* **FRAGMENT**

Trump stawia Putina pod ścianą

Lepiej późno, niż wcale. Takie słowa przychodzą na myśl, po tym jak Donald Trump postawił ultimatum Władimirowi Putinowi: 50 dni żeby zawrzeć rozejm z Ukrainą, w innym wypadku sankcje, które zatopią rosyjską gospodarkę. Inaczej nie da się nazwać pomysłu sięgających nawet 100% ceł nie tylko na Rosję, ale też kraje, które kupują od niej ropę (czyli przede wszystkim Chiny i Indie).
Donald Trump Trump stawia Putina pod ścianą
Donald Trump / EPA/SHAWN THEW Dostawca: PAP/EPA

Co musisz wiedzieć?

  • 24 lutego 2022 roku Rosja rozpoczęła pełnoskalową inwazję na Ukrainę
  • Po początkowych sukcesach armia rosyjska została zmuszona do wycofania się, ale Rosja dysponuje na dłuższa metę znacznie większym potencjałem
  • Po wygranych wyborach prezydenckich Donald Trump usiłował, na razie bezskutecznie, zakończyć konflikt na drodze negocjacji

 

Jednocześnie USA zwiększają znacząco pomoc wojskową dla Ukrainy. Czy to przekona Putina do pokoju? Moim zdaniem nie. 50 dni to dużo czasu – nie ma wątpliwości, że Rosja zrobi wtedy wszystko, by zmiękczyć stanowisko Trumpa.

* **POLECENIE 1**
Ile dni według fragmentu Donald Trump dał Władimirowi Putinowi na zawarcie rozejmu z Ukrainą?
* **POLECENIE 2**
Zwróć dosłownie całą część fragmentu od słów „Lepiej późno, niż” w dół aż do słów „Chiny i Indie).”.

* **REKORDY**
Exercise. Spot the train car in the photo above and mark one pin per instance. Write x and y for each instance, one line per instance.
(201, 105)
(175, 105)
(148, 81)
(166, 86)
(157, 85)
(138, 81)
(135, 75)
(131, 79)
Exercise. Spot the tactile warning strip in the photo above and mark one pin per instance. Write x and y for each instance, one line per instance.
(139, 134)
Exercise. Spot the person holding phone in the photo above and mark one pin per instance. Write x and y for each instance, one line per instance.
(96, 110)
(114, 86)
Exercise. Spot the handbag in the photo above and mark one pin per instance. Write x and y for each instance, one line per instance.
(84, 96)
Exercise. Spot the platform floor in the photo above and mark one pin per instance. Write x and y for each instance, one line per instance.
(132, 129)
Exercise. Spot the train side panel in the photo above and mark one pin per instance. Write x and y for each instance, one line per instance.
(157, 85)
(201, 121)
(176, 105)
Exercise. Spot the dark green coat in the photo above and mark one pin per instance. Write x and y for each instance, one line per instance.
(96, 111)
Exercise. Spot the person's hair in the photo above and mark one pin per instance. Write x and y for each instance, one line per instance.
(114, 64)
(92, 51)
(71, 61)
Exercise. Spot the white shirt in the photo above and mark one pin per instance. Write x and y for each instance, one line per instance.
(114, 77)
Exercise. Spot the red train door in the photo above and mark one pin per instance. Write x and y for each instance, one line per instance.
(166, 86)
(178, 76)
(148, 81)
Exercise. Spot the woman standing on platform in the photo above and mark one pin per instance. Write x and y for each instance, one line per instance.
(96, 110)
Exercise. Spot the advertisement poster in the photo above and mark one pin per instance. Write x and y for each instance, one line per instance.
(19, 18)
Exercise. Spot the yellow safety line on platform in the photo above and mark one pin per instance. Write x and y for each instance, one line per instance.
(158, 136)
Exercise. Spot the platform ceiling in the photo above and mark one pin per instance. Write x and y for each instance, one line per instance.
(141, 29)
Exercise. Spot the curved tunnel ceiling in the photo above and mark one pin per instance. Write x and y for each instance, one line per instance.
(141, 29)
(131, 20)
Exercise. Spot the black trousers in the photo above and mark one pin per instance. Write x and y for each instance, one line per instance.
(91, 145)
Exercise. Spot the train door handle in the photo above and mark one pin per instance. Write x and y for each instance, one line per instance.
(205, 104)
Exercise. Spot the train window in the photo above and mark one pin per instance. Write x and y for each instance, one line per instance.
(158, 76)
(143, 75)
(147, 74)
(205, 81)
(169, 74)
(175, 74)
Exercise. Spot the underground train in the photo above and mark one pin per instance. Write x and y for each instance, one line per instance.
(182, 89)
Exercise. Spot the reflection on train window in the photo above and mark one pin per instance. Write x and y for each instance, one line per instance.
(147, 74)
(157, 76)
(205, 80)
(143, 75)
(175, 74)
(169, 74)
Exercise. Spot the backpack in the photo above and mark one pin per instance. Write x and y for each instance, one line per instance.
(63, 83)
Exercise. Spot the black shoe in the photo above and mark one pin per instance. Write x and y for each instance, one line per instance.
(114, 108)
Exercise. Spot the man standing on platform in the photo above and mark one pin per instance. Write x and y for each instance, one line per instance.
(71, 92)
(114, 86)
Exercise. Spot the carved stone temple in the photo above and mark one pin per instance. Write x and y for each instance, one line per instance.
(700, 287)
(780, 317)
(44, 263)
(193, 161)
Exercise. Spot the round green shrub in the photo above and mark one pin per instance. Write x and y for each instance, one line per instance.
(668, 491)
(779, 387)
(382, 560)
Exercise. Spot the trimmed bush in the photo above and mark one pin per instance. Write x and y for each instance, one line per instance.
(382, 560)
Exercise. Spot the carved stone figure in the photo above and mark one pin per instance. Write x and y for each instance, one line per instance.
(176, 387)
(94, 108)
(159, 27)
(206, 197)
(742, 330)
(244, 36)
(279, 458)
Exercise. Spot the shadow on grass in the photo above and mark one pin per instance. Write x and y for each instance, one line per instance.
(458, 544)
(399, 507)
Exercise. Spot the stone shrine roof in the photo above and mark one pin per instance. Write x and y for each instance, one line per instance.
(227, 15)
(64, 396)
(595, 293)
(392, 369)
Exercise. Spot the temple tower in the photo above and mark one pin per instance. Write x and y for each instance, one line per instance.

* **ODPOWIEDŹ 1**
50 dni.

* **ODPOWIEDŹ 2**
Lepiej późno, niż wcale. Takie słowa przychodzą na myśl, po tym jak Donald Trump postawił ultimatum Władimirowi Putinowi: 50 dni żeby zawrzeć rozejm z Ukrainą, w innym wypadku sankcje, które zatopią rosyjską gospodarkę. Inaczej nie da się nazwać pomysłu sięgających nawet 100% ceł nie tylko na Rosję, ale też kraje, które kupują od niej ropę (czyli przede wszystkim Chiny i Indie).